TO BE DONE>
Extend the activity text on analyzing classroom conversation patterns, picking up right after its last line.

PAGE TEXT>
▼
Put It Into Practice: Activity A

Introduction
Before You Watch
Analyze the Video
Examine the Topic
Put it Into Practice
Action Research Project
Reflect on Your Learning

Resources
Library Video Chart
Printouts
Assignments
Choose an Activity | Activity A | Activity B

Activity A: Analyzing Conversation Patterns

Teachers can become so tied to the patterns of communication they've developed over the years that they no longer notice them. For example, a teacher may not be aware that he or she is inappropriately praising form over message, as in Professor Hall's example about the teacher who praised a student's grammar when the boy said that his dog died.

One strategy for becoming reacquainted with our conversation patterns, and thus making it possible to enhance them, is to transcribe and analyze an actual classroom interaction. This consists of making a video or audio recording of part of a lesson, transcribing it, and then closely analyzing the class interactions.

This technique can be practiced whether you are currently teaching or not. If you are now teaching, transcribe a portion of your class that involves conversation. This can be a warm-up activity, a discussion of an interpretive task, a cultural discussion, an exploration of a thematic topic, or another discussion that you are interested in analyzing. If you are not teaching, you can record a colleague's classroom, a tutoring session you may be conducting, or a class that you yourself are taking. If you record a class that someone else is teaching, ask the teacher what his or her curricular goals are for the interaction before you begin to analyze the transcript.

The portion of the class that you transcribe need not be extensive in order to be rich in insights. In fact, you may want to do this frequently for short periods to assess your growth and to see how you are managing classroom talk. For your first transcript, try recording and transcribing 5 to 10 minutes of a classroom discussion between yourself and individual students or different groups of students. After you have analyzed the transcript, you can decide if you would like to have a shorter or longer transcript to work from next time, and if you would like to focus on a student-student interaction.

Once you have a transcript, analyze the interactions.
  1. First, identify each exchange as an IRE or an IRF communication pattern.
▲
EXTRACTED ENTRIES>
▼
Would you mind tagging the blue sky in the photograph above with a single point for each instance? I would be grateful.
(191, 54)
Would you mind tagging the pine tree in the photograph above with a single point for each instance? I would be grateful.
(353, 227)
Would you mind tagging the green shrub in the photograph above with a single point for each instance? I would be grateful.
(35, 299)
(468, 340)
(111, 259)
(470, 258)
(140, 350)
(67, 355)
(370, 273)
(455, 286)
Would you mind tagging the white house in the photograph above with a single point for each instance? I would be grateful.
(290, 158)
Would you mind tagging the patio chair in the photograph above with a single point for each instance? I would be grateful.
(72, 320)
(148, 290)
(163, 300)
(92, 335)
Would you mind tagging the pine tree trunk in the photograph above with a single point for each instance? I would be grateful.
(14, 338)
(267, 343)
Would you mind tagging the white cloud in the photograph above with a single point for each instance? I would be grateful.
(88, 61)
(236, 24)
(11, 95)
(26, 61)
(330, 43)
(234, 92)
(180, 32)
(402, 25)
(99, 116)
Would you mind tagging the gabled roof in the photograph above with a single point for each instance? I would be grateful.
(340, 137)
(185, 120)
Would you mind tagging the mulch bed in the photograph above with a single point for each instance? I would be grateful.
▲
▼
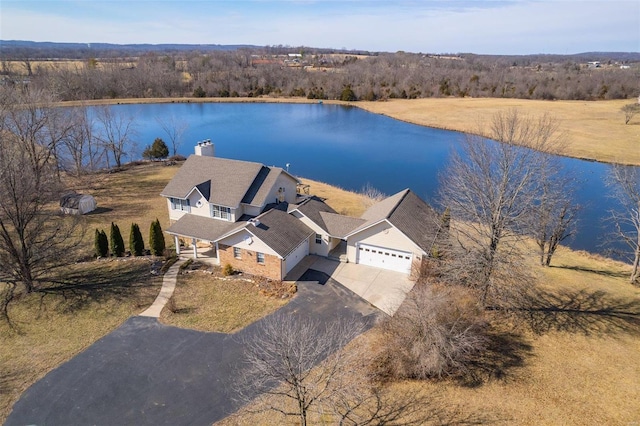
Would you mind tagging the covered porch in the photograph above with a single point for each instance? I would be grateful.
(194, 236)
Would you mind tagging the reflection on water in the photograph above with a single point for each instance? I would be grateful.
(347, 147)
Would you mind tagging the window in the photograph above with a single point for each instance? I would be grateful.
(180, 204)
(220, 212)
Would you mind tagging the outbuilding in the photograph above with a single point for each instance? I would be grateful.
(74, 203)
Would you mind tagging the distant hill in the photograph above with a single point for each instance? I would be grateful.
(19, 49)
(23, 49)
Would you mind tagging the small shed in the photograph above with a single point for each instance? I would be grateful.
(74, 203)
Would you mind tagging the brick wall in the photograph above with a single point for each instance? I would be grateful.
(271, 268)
▲
OUTPUT OF THE TASK>
  1. For each IRE exchange, consider whether or not you (or the teacher) met the curricular goal using the IRE exchange. If not, describe how you could expand the conversation into an IRF exchange that incorporates more student responses. For example, what additional question could be asked following the students' responses? How can your questions be rephrased to elicit more extended responses? (Keep in mind, "yes/no" questions lead to "yes/no" answers.)
  1. For each IRF exchange, consider how well the interaction met the curricular goal. Did the conversation reach its full potential? If not, how might you change the activity or facilitate the discussion to expand the students' conversation? For example, were there any "yes/no" questions that could have been rephrased as open-ended questions?
  1. Once you have analyzed the transcript in terms of IRE and IRF exchanges, prepare a list of the habits that you consider a priority for enhancing future teacher/student interactions. For example, did you find that you often said "good," "excellent," or "great" after a student response, whether the message warranted that or not? If so, then include "respond to message, not to form" in your list of habits. Refer to this list of habits as you prepare and run activities in your classroom. As the year progresses, track how the changes to your communication habits have affected the level of IRF in your classroom.
If you were unable to transcribe your own classroom for this activity, consider repeating the activity once you have access to a classroom. The list of habits that you develop in Step 4 will be most effective and relevant to your practice if they are based on your own communication patterns. You can also transcribe student-student conversations and use them to help you teach communication strategies explicitly. Do this after you are comfortable with your own ability to manage communication and can model effective IRF conversations.

Assignment Submit the transcript and analysis of your classroom conversation.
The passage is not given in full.